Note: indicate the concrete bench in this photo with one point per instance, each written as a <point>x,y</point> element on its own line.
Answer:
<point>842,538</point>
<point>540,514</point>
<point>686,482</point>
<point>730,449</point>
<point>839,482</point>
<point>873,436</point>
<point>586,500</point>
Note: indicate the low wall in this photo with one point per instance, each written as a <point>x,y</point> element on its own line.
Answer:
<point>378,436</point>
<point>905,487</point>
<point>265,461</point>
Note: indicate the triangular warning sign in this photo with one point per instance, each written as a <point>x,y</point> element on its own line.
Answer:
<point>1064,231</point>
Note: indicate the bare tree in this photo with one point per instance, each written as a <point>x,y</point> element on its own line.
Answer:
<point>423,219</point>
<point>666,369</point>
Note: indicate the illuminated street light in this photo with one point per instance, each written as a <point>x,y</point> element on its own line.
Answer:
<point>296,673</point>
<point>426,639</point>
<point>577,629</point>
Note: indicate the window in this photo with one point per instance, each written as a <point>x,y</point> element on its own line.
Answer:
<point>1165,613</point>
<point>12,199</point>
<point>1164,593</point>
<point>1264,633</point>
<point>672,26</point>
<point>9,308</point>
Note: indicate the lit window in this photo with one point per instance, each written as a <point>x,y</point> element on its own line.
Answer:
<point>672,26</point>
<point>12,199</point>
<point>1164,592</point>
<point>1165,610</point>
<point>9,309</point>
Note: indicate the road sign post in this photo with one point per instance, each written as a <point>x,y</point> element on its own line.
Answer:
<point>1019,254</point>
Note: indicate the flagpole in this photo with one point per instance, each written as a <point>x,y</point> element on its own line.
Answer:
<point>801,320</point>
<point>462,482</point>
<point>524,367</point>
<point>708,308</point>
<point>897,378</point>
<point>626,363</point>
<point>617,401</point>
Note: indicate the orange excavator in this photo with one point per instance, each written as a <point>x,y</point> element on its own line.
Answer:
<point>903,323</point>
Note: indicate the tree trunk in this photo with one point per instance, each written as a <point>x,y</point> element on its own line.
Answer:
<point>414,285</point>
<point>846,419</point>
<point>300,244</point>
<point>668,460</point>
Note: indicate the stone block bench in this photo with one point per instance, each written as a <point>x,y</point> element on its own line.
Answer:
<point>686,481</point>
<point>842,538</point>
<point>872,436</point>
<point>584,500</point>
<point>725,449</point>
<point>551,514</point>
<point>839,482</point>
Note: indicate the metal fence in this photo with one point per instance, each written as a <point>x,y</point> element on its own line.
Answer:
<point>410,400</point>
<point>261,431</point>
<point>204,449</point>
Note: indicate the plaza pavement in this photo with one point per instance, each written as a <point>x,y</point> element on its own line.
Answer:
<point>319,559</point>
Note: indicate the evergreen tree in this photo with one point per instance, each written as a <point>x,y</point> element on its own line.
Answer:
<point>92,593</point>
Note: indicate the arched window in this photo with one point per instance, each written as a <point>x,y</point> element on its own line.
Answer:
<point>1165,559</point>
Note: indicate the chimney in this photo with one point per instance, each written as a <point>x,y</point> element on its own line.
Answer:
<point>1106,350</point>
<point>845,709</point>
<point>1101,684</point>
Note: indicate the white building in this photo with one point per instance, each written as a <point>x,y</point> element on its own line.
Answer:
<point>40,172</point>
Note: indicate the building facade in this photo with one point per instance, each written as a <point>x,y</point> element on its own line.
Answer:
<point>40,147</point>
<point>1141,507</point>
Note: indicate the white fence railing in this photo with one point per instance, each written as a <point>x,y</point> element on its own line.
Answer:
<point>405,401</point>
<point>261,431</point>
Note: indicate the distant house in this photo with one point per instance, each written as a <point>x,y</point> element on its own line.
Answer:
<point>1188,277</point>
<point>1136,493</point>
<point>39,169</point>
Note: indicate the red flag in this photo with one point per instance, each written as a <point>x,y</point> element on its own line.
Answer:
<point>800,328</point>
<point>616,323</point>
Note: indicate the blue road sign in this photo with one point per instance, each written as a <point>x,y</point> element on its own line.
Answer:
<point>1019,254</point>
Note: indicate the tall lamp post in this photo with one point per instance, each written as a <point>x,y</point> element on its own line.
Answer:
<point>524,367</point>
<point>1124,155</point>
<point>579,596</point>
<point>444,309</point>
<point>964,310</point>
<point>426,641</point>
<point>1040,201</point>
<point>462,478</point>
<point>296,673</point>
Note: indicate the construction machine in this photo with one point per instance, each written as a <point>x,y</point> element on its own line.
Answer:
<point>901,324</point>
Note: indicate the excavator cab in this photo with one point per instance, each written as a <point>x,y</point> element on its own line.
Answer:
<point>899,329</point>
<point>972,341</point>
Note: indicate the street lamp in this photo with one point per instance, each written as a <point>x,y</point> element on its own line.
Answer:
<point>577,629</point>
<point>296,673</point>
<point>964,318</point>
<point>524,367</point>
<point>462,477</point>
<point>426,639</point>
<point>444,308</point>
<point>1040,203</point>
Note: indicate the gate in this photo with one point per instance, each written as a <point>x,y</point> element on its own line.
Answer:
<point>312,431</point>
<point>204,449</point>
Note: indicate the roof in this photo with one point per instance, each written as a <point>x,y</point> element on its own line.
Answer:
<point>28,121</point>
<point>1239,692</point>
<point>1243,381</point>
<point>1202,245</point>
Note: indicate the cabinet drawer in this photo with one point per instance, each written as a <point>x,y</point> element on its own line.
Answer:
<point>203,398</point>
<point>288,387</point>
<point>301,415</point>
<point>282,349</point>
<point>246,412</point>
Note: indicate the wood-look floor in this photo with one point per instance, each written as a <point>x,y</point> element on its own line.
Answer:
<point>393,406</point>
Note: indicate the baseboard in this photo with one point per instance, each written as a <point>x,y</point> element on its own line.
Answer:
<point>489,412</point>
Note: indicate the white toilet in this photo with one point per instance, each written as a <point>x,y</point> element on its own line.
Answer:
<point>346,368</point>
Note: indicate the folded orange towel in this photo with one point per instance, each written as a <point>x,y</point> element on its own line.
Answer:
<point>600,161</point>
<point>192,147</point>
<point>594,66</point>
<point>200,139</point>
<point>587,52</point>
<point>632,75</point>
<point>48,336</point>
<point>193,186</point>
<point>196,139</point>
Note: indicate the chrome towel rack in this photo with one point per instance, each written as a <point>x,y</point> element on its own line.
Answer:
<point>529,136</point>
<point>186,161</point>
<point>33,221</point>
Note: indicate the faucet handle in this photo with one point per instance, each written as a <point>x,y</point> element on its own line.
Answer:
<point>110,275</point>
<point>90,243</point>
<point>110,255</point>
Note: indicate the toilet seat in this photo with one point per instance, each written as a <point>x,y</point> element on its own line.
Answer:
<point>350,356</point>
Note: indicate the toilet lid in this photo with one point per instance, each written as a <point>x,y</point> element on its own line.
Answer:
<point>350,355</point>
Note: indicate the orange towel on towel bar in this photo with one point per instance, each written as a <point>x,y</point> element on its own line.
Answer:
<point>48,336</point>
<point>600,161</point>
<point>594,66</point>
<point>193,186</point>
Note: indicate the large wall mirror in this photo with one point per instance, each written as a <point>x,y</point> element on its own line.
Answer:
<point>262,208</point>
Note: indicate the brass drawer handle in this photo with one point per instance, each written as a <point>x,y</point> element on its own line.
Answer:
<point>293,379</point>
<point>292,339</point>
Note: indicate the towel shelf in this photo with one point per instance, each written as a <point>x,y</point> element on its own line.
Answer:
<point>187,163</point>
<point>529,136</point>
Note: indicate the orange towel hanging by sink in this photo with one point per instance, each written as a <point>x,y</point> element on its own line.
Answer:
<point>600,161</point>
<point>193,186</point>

^^^^

TASK OBJECTIVE: Show each line of the material where the word "toilet" occurs.

ANSWER BOX:
Note: indicate the white toilet in this photo with one point per instance, each written as a <point>x,y</point> element on its own line.
Note: indicate the toilet seat in this photo with one point per instance, each written as a <point>x,y</point> element on its own line.
Note: indicate the toilet lid in this photo with one point per instance, each written as a <point>x,y</point> element on its own line.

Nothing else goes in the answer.